— The task —
Retype all of the data word for word, without pictures.

— Extracted entries —

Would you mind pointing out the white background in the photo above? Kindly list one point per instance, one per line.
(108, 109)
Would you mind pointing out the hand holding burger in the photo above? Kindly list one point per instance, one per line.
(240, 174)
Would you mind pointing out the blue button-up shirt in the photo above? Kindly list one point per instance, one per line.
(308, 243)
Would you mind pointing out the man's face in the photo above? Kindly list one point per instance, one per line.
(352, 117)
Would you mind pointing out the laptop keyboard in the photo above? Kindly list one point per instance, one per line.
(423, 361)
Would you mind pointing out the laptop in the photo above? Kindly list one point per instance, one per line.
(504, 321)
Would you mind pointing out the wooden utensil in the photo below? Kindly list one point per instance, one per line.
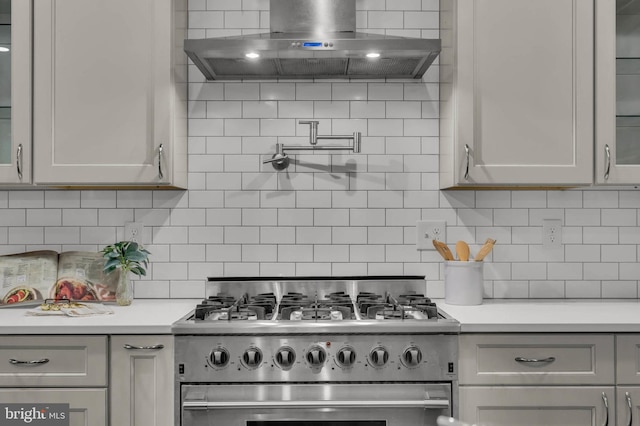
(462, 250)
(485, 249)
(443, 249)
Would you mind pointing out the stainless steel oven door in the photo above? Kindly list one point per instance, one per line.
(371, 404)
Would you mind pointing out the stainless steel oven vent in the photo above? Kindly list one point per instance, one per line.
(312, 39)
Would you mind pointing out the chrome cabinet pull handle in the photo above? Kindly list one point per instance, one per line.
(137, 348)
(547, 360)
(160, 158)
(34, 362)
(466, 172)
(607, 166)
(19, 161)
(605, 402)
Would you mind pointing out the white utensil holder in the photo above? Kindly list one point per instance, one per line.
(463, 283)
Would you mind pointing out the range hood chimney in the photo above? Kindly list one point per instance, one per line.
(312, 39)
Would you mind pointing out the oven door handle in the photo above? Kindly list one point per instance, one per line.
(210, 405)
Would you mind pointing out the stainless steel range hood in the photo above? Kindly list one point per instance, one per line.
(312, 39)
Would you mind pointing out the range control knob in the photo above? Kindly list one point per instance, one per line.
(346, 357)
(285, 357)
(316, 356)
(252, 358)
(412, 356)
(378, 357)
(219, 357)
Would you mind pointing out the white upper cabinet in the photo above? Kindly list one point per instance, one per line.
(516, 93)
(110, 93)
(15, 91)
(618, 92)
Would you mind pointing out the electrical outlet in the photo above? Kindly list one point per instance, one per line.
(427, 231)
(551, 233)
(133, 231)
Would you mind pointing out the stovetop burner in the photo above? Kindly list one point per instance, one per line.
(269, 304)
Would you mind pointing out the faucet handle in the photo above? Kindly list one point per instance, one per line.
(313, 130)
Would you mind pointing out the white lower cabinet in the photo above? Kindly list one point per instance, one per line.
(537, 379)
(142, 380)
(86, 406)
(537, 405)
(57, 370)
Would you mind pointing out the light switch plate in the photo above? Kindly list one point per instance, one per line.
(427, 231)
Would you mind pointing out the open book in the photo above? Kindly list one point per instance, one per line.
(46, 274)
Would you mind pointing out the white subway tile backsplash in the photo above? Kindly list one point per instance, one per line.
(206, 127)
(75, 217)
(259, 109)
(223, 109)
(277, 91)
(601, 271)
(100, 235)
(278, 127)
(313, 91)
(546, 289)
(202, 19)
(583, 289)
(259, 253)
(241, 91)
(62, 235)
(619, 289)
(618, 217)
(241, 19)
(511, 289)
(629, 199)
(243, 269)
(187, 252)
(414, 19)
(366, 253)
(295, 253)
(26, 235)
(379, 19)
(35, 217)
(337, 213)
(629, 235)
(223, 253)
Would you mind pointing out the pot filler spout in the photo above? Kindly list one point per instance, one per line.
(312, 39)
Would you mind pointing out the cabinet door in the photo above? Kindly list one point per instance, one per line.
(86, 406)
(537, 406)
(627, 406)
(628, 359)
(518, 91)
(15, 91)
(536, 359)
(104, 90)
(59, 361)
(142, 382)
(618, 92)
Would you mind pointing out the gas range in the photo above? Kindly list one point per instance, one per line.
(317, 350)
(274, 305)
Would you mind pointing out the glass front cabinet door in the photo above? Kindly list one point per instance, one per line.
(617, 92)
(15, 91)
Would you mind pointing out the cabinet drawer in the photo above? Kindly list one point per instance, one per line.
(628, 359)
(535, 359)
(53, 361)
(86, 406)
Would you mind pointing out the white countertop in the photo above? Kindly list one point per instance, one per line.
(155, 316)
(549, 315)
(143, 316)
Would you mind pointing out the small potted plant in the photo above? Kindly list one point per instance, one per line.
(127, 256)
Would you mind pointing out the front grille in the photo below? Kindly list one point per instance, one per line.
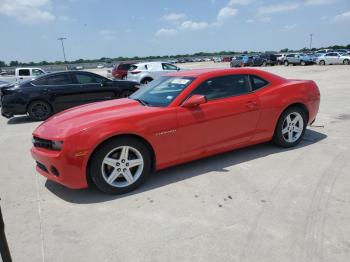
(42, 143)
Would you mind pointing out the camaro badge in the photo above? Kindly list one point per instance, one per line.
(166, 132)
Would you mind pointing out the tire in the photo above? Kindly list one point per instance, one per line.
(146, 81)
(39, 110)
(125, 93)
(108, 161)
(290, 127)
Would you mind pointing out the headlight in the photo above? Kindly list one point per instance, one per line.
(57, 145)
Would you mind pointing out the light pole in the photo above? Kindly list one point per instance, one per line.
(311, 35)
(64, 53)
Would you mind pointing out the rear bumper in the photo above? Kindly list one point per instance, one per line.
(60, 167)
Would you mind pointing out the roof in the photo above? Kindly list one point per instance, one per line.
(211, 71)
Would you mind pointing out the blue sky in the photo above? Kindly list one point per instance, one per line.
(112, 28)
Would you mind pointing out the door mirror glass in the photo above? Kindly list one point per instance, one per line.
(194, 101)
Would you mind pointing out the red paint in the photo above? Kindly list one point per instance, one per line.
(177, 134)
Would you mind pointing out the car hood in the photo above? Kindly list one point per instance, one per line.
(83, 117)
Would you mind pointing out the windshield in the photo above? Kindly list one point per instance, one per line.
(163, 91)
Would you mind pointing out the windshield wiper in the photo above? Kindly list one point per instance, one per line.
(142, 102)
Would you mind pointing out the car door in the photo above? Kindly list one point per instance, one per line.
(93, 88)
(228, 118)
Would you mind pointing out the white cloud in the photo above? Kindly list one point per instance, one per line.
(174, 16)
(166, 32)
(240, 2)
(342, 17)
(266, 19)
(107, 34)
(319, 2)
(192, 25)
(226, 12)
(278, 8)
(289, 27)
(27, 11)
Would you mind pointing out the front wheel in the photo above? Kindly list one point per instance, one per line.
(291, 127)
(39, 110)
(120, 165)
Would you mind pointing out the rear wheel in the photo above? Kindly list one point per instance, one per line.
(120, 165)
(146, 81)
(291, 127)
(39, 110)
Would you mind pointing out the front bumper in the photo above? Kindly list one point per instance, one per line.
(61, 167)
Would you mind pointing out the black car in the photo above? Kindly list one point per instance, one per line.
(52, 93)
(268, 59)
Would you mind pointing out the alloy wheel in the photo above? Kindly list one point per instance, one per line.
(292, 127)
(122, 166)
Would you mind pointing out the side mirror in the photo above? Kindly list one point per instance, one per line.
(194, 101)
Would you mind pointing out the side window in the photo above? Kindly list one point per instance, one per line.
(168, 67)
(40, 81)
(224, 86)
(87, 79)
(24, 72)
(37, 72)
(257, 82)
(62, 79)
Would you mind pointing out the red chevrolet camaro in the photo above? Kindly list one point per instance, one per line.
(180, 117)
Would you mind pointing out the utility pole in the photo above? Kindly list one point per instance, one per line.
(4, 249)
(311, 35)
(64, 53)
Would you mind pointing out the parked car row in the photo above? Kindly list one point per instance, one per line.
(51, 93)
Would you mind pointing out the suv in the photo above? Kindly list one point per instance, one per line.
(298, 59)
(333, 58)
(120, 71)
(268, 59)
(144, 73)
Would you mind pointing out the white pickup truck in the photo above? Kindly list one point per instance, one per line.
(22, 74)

— Reply to the task —
Would you mind pointing out the white background in the photo above? Kindly list one point per instance, one per line.
(108, 109)
Would you mind pointing out the hand holding burger in the photo above? Kindly list one point per instance, one per line.
(240, 174)
Would you mind pointing out the blue button-up shirt in the photo above? Kindly list one point per instance, one per line.
(308, 243)
Would you mind pointing out the man's face in the photo above? Kindly list one point per instance, one per line.
(352, 117)
Would you mind pointing out the laptop keyboard in the photo above? Kindly list one point per instance, one per line.
(423, 361)
Would you mind pointing out the laptop in the photo above? Kindly list one point per instance, one per line.
(504, 321)
Would you mind pointing out the wooden utensil in the photo below? Kindly list one point per instance, one per line.
(462, 250)
(485, 249)
(443, 249)
Would you mind pointing out the stainless steel oven door in the photo above? Kindly list one point per instance, one per line.
(371, 404)
Would you mind pointing out the stainless steel oven vent in the photo above? Kindly list one point per instance, one per line.
(312, 39)
Would you mind pointing out the chrome cabinet pull handle in the photo above? Kindly list one point per instance, one per line.
(137, 348)
(547, 360)
(160, 158)
(34, 362)
(466, 172)
(607, 166)
(19, 161)
(605, 402)
Would you mind pointing out the white utensil holder in the photo above? Kindly list one point per instance, one per line.
(463, 283)
Would you mind pointing out the range hood chimney in the photo above? Kindly list one point per instance, one per line.
(312, 39)
Would you mind pointing out the oven door handle in the photo above? Kindly list one point per instance, one per line.
(210, 405)
Would you mind pointing out the stainless steel range hood in the photo above? Kindly list one point per instance, one per line.
(312, 39)
Would you mind pointing out the range control knob in the photo above? Kindly list one point per instance, one per line.
(346, 357)
(285, 357)
(316, 356)
(252, 358)
(412, 356)
(378, 357)
(219, 357)
Would you mind pointing out the white upper cabinet in the photo above? Kindly list one point per instance, one per line.
(516, 93)
(110, 93)
(15, 91)
(618, 92)
Would you mind pointing out the electrical outlet in the photo above? Kindly list one point per instance, one per line.
(427, 231)
(551, 233)
(133, 231)
Would you mind pointing out the stovetop burner in the photo above? Kindly list one point per instance, one per line.
(269, 304)
Would you mind pointing out the faucet handle in the photo above? Kindly list one point per instance, one per line.
(313, 130)
Would you mind pointing out the white lower cabinet in the photo above? Kindly list one point per instance, one per line.
(537, 379)
(142, 380)
(86, 406)
(537, 405)
(57, 370)
Would you mind pointing out the light switch plate in the photo above? Kindly list one point per instance, one per line.
(427, 231)
Would you mind pointing out the open book in the photo above? Kindly list one point per instance, one per line.
(46, 274)
Would you mind pointing out the white subway tile backsplash in the photo above? Kindly list one point per instance, one per line.
(206, 127)
(75, 217)
(259, 109)
(223, 109)
(277, 91)
(601, 271)
(100, 235)
(278, 127)
(313, 91)
(546, 289)
(202, 19)
(583, 289)
(259, 253)
(241, 91)
(62, 235)
(619, 289)
(618, 217)
(241, 19)
(511, 289)
(629, 199)
(243, 269)
(187, 252)
(414, 19)
(366, 253)
(295, 253)
(26, 235)
(379, 19)
(35, 217)
(337, 213)
(629, 235)
(223, 253)
Would you mind pointing out the pot filler spout in the photo above? Kindly list one point per instance, one per line.
(312, 39)
Would you mind pointing out the cabinet door in the photo above? Kindly list one point per instance, one per line.
(86, 406)
(537, 406)
(627, 406)
(628, 359)
(518, 91)
(15, 91)
(536, 359)
(104, 90)
(59, 361)
(142, 382)
(618, 92)
Would you mind pointing out the gas range in the photo above? Kindly list one point per instance, one per line.
(317, 350)
(274, 305)
Would you mind pointing out the glass front cabinet door in the photo above? Kindly list one point per instance, one per line.
(617, 92)
(15, 91)
Would you mind pointing out the cabinet drawer in the photo above? Kindly list one point per instance, one per line.
(628, 359)
(535, 359)
(53, 361)
(86, 406)
Would you mind pointing out the white countertop in the photo above? Kindly list one point per instance, one per line.
(155, 316)
(549, 315)
(143, 316)
Would you mind pointing out the small potted plant in the photo above? Kindly list one point per instance, one per line.
(127, 256)
Would you mind pointing out the front grille in the photo below? Kindly list one point per instance, one per line.
(42, 143)
Would you mind pointing out the camaro badge in the photo above? Kindly list one point per instance, one per line.
(166, 132)
Would you mind pointing out the tire in the photo above? Kindly list one point per instance, one per line.
(146, 81)
(39, 110)
(125, 93)
(108, 161)
(290, 127)
Would you mind pointing out the headlight in the photo above? Kindly list one point per instance, one per line.
(57, 145)
Would you mind pointing out the light pole in the photo above? Kindly list one point per instance, one per line.
(311, 35)
(64, 53)
Would you mind pointing out the rear bumper in the photo above? Kindly list one point per instance, one per line.
(60, 167)
Would you mind pointing out the roof in the photo above? Kindly list one point per instance, one per line.
(211, 71)
Would you mind pointing out the blue sky in the photo above? Kindly list one point per instance, one per line.
(112, 28)
Would you mind pointing out the door mirror glass in the photo above? Kindly list one point per instance, one per line.
(194, 101)
Would you mind pointing out the red paint in the photo above? Kindly list one point per instance, one per line.
(177, 134)
Would you mind pointing out the car hood in the photo above? Kindly list one point per instance, one per line.
(83, 117)
Would you mind pointing out the windshield in the photo above? Kindly list one point per instance, one per line.
(163, 91)
Would you mind pointing out the windshield wiper in the photo above? Kindly list one point per instance, one per line.
(142, 102)
Would you mind pointing out the car door in the photo above? Kindly list one point per instance, one per line.
(93, 88)
(228, 118)
Would you mind pointing out the white cloud in the photo above? Kindly list one point per instance, one per line.
(174, 16)
(166, 32)
(240, 2)
(342, 17)
(266, 19)
(107, 34)
(319, 2)
(192, 25)
(226, 12)
(278, 8)
(289, 27)
(27, 11)
Would you mind pointing out the front wheel in the photo above? Kindly list one point per instance, one per line.
(291, 127)
(39, 110)
(120, 165)
Would you mind pointing out the rear wheel in the photo above? Kindly list one point per instance, one per line.
(120, 165)
(146, 81)
(291, 127)
(39, 110)
Would you mind pointing out the front bumper in the photo above? Kindly list one point per instance, one per line.
(61, 167)
Would you mind pointing out the black car in the photo above? Kindly list one point per instance, one per line.
(52, 93)
(268, 59)
Would you mind pointing out the alloy wheel in the photo above? Kindly list one point per instance, one per line.
(292, 127)
(122, 166)
Would you mind pointing out the side mirror in the photo above? Kindly list one point per instance, one per line.
(194, 101)
Would you mind pointing out the side window in the photo above? Kindly list one point per instance, one per line.
(168, 67)
(40, 81)
(224, 86)
(87, 79)
(24, 72)
(37, 72)
(257, 82)
(62, 79)
Would you mind pointing out the red chevrolet camaro in the photo above? Kindly list one point per instance, one per line.
(180, 117)
Would you mind pointing out the utility pole in the photo above? Kindly list one point per instance, one per line.
(4, 249)
(311, 35)
(64, 53)
Would you mind pointing out the parked car row in the photo above? Kindly list one point per instance, one per line.
(51, 93)
Would you mind pointing out the suv in the photo above? Kindly list one point per instance, one per line.
(298, 59)
(333, 58)
(120, 71)
(268, 59)
(144, 73)
Would you mind pointing out the white pickup truck in the photo above? Kindly list one point per instance, one per line.
(22, 74)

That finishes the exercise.